» **Page extract**
W.H.O. Warns Social Surveillance Must Remain Even as Global Coronavirus Cases Plunge

The number of new coronavirus cases fell globally last week including in the Western Pacific region where they had been rising since December, the World Health Organization (W.H.O.) reported Wednesday.

That unalloyed good news was tempered by a caution for governments everywhere to enforce strict social surveillance levels to thwart any possible resurgence — now and into the future.

As overall case rates fell, the U.N. agency also reported the number of people killed by the coronavirus surged by more than 40 percent over the same period, likely due to changes in how deaths were reported across the Americas and by newly adjusted figures from India.

AP reports about 10 million new coronavirus infections and more than 45,000 deaths were reported worldwide over the past week, following a 23 percent drop in fatalities the week before.

Overall, a total of 10,805,132 new cases and 45,711 deaths were reported to the global organization on March 21-27.

The decline in case incidence was reported by all the six W.H.O. global regions, particularly Eastern Mediterranean (down 32 percent), Africa (down 29 percent) and Western Pacific (down 24 percent).

Dataset entries
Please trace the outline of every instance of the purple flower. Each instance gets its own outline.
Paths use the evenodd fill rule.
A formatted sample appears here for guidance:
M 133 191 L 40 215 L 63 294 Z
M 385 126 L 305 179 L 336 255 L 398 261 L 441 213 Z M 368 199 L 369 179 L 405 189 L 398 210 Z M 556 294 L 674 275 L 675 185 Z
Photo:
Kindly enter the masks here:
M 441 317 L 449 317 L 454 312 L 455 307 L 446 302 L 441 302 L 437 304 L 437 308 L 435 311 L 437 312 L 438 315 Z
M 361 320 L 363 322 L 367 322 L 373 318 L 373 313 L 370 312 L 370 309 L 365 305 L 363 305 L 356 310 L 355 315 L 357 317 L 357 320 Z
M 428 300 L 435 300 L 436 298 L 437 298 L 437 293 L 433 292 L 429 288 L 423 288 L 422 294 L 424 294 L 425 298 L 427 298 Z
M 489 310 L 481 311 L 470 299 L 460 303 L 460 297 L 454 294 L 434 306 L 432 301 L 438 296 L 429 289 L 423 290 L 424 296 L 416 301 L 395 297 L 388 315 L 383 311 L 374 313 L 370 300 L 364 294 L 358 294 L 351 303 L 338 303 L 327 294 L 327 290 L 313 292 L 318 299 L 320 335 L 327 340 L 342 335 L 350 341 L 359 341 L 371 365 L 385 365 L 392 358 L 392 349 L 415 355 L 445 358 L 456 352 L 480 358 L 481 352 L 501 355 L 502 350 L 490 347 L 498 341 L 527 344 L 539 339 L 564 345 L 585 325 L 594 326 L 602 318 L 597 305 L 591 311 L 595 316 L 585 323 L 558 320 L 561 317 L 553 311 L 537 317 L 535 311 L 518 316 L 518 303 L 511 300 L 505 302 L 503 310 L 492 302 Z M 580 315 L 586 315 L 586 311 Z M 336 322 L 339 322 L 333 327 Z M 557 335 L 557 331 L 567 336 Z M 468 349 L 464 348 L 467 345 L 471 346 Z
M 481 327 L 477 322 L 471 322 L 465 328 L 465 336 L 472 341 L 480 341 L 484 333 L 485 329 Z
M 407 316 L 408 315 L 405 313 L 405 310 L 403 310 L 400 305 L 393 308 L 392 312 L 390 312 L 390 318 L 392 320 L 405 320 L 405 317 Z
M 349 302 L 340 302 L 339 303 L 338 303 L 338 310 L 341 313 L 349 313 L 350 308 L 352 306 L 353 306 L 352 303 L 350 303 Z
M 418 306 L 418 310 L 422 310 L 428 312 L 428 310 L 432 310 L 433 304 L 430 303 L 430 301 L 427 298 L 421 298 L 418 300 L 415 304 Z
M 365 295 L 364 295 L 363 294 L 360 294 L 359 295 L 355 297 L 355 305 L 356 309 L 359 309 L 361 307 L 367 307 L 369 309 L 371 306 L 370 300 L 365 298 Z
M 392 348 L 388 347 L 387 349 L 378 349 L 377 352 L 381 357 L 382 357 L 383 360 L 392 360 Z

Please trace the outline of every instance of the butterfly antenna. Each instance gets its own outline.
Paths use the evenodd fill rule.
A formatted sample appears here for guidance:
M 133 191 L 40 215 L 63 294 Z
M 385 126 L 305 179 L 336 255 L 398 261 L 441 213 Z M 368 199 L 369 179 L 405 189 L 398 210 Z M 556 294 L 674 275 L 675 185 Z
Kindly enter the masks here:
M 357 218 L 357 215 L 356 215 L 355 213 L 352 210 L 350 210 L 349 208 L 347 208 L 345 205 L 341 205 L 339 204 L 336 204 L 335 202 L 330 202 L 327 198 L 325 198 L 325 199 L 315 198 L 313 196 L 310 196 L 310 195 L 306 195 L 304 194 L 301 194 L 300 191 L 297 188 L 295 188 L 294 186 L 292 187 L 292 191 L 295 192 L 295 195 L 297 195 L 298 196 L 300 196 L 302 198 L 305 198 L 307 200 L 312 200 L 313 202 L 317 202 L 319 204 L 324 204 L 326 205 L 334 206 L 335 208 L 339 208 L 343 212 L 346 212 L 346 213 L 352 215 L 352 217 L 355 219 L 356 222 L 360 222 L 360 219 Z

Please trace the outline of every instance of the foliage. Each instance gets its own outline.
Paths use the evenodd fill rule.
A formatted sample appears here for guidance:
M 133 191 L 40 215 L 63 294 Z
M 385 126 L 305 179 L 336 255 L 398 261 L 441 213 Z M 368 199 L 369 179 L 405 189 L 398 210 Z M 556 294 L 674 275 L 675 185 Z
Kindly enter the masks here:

» **Explore the material**
a: In the coronavirus news report, which W.H.O. region had the largest percentage decline in new cases?
b: Using the coronavirus news report, explain why the number of reported deaths rose even though new cases fell.
c: Carry on the news report on falling global coronavirus cases from its last sentence.

» **Solved tasks**
a: The Eastern Mediterranean region, with a 32 percent drop.

b: The report says deaths rose by more than 40 percent, likely because of changes in how deaths were reported across the Americas and because of newly adjusted figures from India.

c:
In Europe, which accounts for 49 percent of all new cases registered worldwide in the past week, the case count declined by four percent.

The agency warned countries in recent weeks against dropping their comprehensive testing and other surveillance measures, saying any relaxation of social control and monitoring would cripple efforts to accurately track the spread of the virus.

“Data are becoming progressively less representative, less timely and less robust,” W.H.O. said in the weekly briefing. “This inhibits our collective ability to track where the virus is, how it is spreading and how it is evolving: information and analyses that remain critical to effectively end the acute phase of the pandemic.”

The agency warned less surveillance would particularly harm efforts to detect new COVID variants and undermine a potential response.

Despite the global decline in reported cases, China locked down Shanghai this week to try to curb an omicron outbreak that has caused the country’s biggest wave of disease since the virus was first detected in the Chinese city of Wuhan in 2019, as Breitbart News reported.